##### Texto del documento

Negar que hubo -y que hay- un arte boliviano mestizo entroncado con las culturas nativa y occidental es, por lo menos, irresponsable y deshonesto. Hay muchas muestras del sincretismo cultural, comenzando con Francisco Tito Yupanqui (1550-1616), un aimara católico, evangelizado por los dominicos, que esculpió la imagen de la Virgen de Copacabana, una de las más importantes devociones marianas de Bolivia; y el soldado indígena y poeta en quechua, Juan Walparrimachi (1773-1814), patriota que luchó por la independencia del Alto Perú. Por supuesto que hay muchos otros ejemplos de ese sincretismo cultural, como los pintores Leonardo Flores y el Maestro de Calamarca.
Por eso, si es verdad que “los pueblos que olvidan su historia están obligados a repetirla” (atribuido a Cicerón, 106 a.C.-43 a.C.), se comprende mejor que haya intentos de refundarlo todo y comenzar de cero, cultura incluida.

##########
##### Material

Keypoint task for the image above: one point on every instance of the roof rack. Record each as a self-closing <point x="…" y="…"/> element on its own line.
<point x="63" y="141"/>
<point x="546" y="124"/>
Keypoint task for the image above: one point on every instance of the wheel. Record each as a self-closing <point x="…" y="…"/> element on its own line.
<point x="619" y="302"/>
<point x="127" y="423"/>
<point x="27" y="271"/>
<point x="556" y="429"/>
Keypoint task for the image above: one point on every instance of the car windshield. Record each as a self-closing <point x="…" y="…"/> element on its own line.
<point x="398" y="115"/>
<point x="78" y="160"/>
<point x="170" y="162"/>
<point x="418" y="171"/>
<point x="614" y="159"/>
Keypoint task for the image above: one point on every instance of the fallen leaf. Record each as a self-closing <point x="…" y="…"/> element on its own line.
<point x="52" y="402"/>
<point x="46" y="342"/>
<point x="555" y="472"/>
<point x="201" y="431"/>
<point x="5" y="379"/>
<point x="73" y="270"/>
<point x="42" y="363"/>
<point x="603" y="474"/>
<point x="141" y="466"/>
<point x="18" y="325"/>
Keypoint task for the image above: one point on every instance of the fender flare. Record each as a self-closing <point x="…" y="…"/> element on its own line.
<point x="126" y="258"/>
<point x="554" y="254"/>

##########

Lista de tareas »
- A) Transcribe del texto sobre el arte boliviano mestizo el fragmento que empieza en "Negar que hubo" y termina en "Maestro de Calamarca.".
- B) Nombra a todas las personas del texto sobre el arte boliviano mestizo cuyos años aparecen entre paréntesis.
- C) Prosigue el texto sobre el arte boliviano mestizo a partir de su última oración.
Este material no tiene relación con el texto sobre el arte boliviano mestizo.

Respuestas del ejercicio »
- A)
Negar que hubo -y que hay- un arte boliviano mestizo entroncado con las culturas nativa y occidental es, por lo menos, irresponsable y deshonesto. Hay muchas muestras del sincretismo cultural, comenzando con Francisco Tito Yupanqui (1550-1616), un aimara católico, evangelizado por los dominicos, que esculpió la imagen de la Virgen de Copacabana, una de las más importantes devociones marianas de Bolivia; y el soldado indígena y poeta en quechua, Juan Walparrimachi (1773-1814), patriota que luchó por la independencia del Alto Perú. Por supuesto que hay muchos otros ejemplos de ese sincretismo cultural, como los pintores Leonardo Flores y el Maestro de Calamarca.

- B) Francisco Tito Yupanqui, Juan Walparrimachi y Cicerón.

- C)
Lo que sí tiene mucho de ajeno es seguir los pasos de la aventura nazi que veía a su Tercer Reich -que pretendidamente duraría mil años- como un mundo nuevo, reservado para la pureza aria. Lo otro -instituciones y cultura del pasado- era lo opuesto a su sueño de dictadura eterna. En la edificación del imperio nazi, todo lo anterior era considerado decadente. Los parecidos con lo que ahora vemos, son evidentes.
Bolivia, como casi toda Latinoamérica, le debe mucho a su pasado prehispánico y a la cultura occidental. Una y otra vertiente, reunidas, son raíces comunes de nuestra patria. Pretender que se desconozca una de las vertientes de nuestro acervo cultural, es negar el enorme aporte de los que forjaron un Estado diverso.
Al fin, estos intentos del populismo en deformar el pasado, prueban que “la historia no es historia, a menos que sea la verdad” (Abraham Lincoln).